:: Exercise requirements ::
Rewrite each of the records below so that every instance of "bounding box" becomes "rectangle", leaving all other text unchanged.
[start Available data]
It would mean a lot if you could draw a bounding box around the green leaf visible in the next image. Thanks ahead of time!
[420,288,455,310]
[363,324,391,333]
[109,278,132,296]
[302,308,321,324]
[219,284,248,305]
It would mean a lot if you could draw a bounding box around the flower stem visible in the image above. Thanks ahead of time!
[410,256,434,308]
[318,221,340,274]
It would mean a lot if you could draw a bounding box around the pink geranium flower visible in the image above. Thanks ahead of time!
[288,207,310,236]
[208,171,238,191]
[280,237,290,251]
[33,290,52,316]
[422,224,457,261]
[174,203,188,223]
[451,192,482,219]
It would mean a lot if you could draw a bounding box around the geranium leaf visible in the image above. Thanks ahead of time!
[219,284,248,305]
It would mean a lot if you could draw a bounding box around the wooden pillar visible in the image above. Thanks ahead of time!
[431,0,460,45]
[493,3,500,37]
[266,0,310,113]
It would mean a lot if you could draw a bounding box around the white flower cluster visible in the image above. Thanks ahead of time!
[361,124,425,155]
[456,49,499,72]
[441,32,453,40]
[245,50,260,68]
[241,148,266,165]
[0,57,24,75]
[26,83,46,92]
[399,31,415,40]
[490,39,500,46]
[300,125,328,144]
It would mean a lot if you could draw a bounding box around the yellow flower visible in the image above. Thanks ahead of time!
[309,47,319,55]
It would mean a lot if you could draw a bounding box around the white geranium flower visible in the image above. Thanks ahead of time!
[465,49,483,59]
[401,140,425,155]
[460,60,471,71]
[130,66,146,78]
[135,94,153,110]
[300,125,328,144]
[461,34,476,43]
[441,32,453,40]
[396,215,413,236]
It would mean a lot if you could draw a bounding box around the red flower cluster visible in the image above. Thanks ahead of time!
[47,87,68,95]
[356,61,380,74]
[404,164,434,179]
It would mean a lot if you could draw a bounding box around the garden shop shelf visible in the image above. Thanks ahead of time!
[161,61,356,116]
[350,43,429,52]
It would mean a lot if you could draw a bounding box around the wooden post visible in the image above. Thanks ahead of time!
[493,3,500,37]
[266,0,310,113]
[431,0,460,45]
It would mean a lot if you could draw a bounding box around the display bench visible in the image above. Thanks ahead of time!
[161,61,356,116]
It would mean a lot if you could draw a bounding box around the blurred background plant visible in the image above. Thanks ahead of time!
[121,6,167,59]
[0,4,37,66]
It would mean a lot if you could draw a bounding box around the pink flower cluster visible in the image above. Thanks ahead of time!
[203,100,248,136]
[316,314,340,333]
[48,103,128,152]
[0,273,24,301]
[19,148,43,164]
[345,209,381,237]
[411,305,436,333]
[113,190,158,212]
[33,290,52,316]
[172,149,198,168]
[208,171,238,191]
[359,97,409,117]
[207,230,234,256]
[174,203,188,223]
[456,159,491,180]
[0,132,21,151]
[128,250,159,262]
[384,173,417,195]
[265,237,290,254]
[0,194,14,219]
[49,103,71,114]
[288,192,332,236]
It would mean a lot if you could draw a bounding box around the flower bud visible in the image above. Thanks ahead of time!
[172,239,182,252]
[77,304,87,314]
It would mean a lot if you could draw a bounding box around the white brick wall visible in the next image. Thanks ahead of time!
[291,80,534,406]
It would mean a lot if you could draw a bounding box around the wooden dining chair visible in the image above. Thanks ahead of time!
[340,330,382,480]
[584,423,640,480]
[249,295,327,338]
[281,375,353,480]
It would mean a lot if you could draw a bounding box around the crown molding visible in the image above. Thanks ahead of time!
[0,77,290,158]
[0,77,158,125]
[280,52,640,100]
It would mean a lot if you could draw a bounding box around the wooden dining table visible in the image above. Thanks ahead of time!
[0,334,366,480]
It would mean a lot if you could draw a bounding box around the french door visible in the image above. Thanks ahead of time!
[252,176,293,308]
[end Available data]
:: Expected answer ::
It would mean a lot if you could draw a rectangle around the green leaf visible in the next image. Thanks ahead of time!
[420,288,455,310]
[363,324,391,333]
[109,278,132,296]
[302,308,321,324]
[219,284,248,305]
It would mean a lot if you could draw a rectangle around the flower stem visible in the image above. Thanks ahead of time!
[410,256,434,308]
[318,221,340,274]
It would mean a lot if you could draw a rectangle around the pink geranium flower visible in the image above. Thanks ahead of time!
[288,207,310,236]
[208,171,238,191]
[280,237,290,251]
[33,290,52,316]
[422,224,457,261]
[174,203,188,223]
[451,192,482,219]
It would mean a lot if you could draw a rectangle around the geranium leaf visible in the image above. Thanks ahead of time!
[219,284,248,305]
It would mean a lot if you could draw a rectangle around the wooden pillar visible in the image above. Thanks ahead of time!
[431,0,460,45]
[493,3,500,37]
[266,0,310,113]
It would mean a lot if you could draw a rectangle around the white flower cluster visible in the image above. Thanks ahead of time!
[361,124,425,155]
[456,49,499,72]
[441,32,453,40]
[245,50,260,68]
[241,148,266,165]
[0,57,24,75]
[26,83,46,92]
[399,31,415,40]
[490,39,500,46]
[300,125,328,144]
It would mean a lot if you could draw a rectangle around the yellow flower visible in the image above. Thanks ahead of time!
[309,47,319,55]
It would mean a lot if you could draw a rectangle around the white geranium flower visible in the image above. Thanks ahead of time!
[465,49,483,59]
[401,140,425,155]
[460,60,471,71]
[130,66,146,78]
[135,94,153,110]
[300,125,328,144]
[461,34,476,43]
[441,32,453,40]
[396,215,413,236]
It would mean a lot if you could draw a rectangle around the red flower cluster visible in the image above. Thanks ahead of time!
[47,87,68,95]
[356,61,380,74]
[404,164,434,179]
It would mean a lot if you could draw a rectangle around the garden shop shelf visible in the image above. Thanks ahead of time!
[161,61,356,116]
[350,43,429,52]
It would mean a lot if you could draw a rectangle around the wooden post visible in the image above. Thanks ahead of time!
[493,3,500,37]
[266,0,310,113]
[431,0,460,45]
It would mean a lot if you could draw a rectangle around the display bench visible in the image above. Thanks ahead of time!
[161,61,356,116]
It would mean a lot if you could draw a rectangle around the blurred background plant visible in the image above. Thanks ahead of time!
[121,6,167,59]
[0,4,37,66]
It would mean a lot if you could draw a rectangle around the pink flower cluster visible in the image above. Thanks ahead of time!
[203,100,248,136]
[316,314,340,333]
[48,103,128,152]
[0,273,24,301]
[19,148,43,164]
[345,209,381,237]
[411,305,436,333]
[113,190,158,212]
[33,290,52,316]
[172,149,198,168]
[208,171,238,191]
[359,97,409,117]
[207,230,234,256]
[174,203,188,223]
[456,159,491,180]
[0,132,21,151]
[128,250,159,262]
[384,173,417,195]
[265,237,290,254]
[0,194,14,219]
[49,103,71,114]
[288,192,332,236]
It would mean a lot if you could draw a rectangle around the flower bud visible in the image above. Thanks ahead of time!
[172,239,182,252]
[77,304,87,314]
It would mean a lot if you could draw a rectangle around the white brick wall visible in the next image. Thanks ahead of time!
[291,80,534,406]
It would mean a lot if you could draw a rectangle around the wooden dining chair visible in the image above. Thanks ahead of time!
[340,330,382,480]
[584,423,640,480]
[249,295,327,338]
[281,375,353,480]
It would mean a lot if you could draw a rectangle around the crown molding visible in the image above. Thanks ahead of time!
[0,77,290,158]
[0,77,158,125]
[280,52,640,100]
It would mean a lot if you could draw a rectangle around the wooden dining table visible in the image above. Thanks ahead of time!
[0,334,366,480]
It would mean a lot if you could draw a rectangle around the french door visible in the image above. Thanks ahead of time!
[252,176,293,308]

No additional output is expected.